## Problem
Please copy every record below exactly, but leave the pictures out.

## Data items
↓↓↓
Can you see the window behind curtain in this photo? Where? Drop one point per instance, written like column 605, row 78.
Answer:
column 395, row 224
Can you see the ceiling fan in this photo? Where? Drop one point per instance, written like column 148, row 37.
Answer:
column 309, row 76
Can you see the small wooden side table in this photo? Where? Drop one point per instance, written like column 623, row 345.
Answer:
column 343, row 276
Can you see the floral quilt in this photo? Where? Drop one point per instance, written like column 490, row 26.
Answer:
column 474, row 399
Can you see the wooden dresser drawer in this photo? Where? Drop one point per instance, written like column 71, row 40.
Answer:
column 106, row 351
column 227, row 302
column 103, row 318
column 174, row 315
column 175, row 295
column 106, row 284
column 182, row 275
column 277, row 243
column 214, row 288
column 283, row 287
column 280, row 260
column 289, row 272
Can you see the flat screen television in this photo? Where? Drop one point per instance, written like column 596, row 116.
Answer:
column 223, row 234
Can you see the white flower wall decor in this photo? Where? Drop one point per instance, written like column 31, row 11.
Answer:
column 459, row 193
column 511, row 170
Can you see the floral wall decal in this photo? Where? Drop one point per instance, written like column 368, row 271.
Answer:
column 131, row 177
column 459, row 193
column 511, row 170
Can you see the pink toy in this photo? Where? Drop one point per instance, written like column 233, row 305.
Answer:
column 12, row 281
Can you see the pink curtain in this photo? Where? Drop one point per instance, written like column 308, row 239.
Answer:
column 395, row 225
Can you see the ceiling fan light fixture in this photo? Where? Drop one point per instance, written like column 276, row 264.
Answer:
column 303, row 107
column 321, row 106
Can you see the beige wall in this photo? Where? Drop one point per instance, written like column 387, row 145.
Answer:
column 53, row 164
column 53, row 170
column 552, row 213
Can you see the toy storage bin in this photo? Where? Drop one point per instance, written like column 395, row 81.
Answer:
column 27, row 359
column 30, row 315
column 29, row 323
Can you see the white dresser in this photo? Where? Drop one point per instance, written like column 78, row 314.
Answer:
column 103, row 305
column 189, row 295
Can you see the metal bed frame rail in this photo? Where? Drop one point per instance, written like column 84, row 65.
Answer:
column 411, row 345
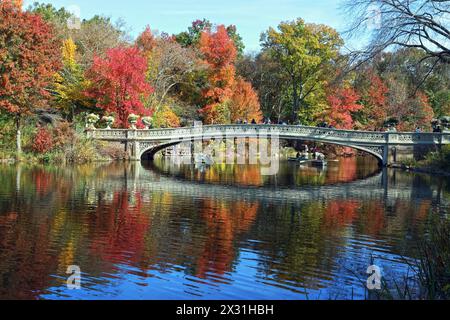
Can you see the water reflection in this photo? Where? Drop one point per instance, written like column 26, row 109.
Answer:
column 164, row 231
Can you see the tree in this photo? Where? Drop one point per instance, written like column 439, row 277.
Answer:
column 305, row 52
column 29, row 58
column 70, row 83
column 373, row 92
column 343, row 102
column 419, row 24
column 146, row 41
column 96, row 36
column 193, row 35
column 244, row 104
column 267, row 77
column 219, row 55
column 166, row 118
column 118, row 83
column 57, row 17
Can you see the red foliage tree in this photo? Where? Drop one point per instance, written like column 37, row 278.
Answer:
↑↑↑
## Worked solution
Can you see the window behind curtain in this photo? Where? Drop one point per instance, written like column 605, row 78.
Answer:
column 395, row 224
Can you see the ceiling fan in this photo? Where? Drop one point per instance, written like column 148, row 37.
Answer:
column 309, row 76
Can you see the small wooden side table in this photo? Where? Drop one point per instance, written like column 623, row 345.
Answer:
column 343, row 276
Can you see the floral quilt in this photo? Where? Drop one point per instance, written like column 490, row 26.
Answer:
column 474, row 399
Can you see the wooden dresser drawer in this photo? Where? Drop one point per instance, written like column 71, row 40.
Answer:
column 106, row 351
column 227, row 302
column 103, row 318
column 174, row 315
column 175, row 295
column 106, row 284
column 182, row 275
column 277, row 243
column 214, row 288
column 283, row 287
column 280, row 260
column 289, row 272
Can you see the flat screen television in this photo? Where? Drop one point per instance, written like column 596, row 116.
Answer:
column 223, row 234
Can you see the white flower wall decor in this photo? Where? Drop one point per instance, written like column 31, row 11.
Answer:
column 459, row 193
column 511, row 170
Can you see the floral wall decal in this photo? Where? Drop one point per instance, written like column 368, row 271.
Answer:
column 131, row 177
column 459, row 193
column 511, row 170
Can you see the pink toy in this photo? Where? Drop one point per instance, written like column 233, row 305.
Answer:
column 12, row 281
Can you see the pink curtain in this photo? Where? Drop one point per instance, written like column 308, row 239.
Answer:
column 395, row 225
Can you see the ceiling fan light fixture in this photo? Where? Drop one point per instance, written like column 276, row 264.
Answer:
column 303, row 107
column 321, row 106
Can you see the beige wall in this photo? Where? Drop one point per instance, written like column 387, row 145.
Answer:
column 53, row 164
column 53, row 170
column 552, row 213
Can you see the toy storage bin in this photo? Where? Drop one point per instance, written like column 395, row 81.
Answer:
column 27, row 359
column 30, row 315
column 29, row 323
Can you see the white dresser in this photo? Where? Drop one point per instance, written like column 78, row 314.
Answer:
column 103, row 305
column 189, row 295
Can you see the metal bed frame rail in this photo? Where? Drop one point per instance, written like column 84, row 65.
Answer:
column 411, row 345
Can you see the water reflection in this photo? Where? Drop one point per instance, written like column 26, row 109.
Answer:
column 164, row 231
Can you see the tree in this photo? Where? Drop one point per instance, written like column 439, row 277.
Answer:
column 305, row 52
column 29, row 58
column 70, row 83
column 373, row 92
column 343, row 102
column 419, row 24
column 146, row 41
column 96, row 36
column 193, row 35
column 244, row 104
column 267, row 77
column 219, row 55
column 166, row 118
column 118, row 83
column 57, row 17
Can you see the red foliage tree in this photo? Where? Drop one point per instance, written like column 37, row 278.
Answer:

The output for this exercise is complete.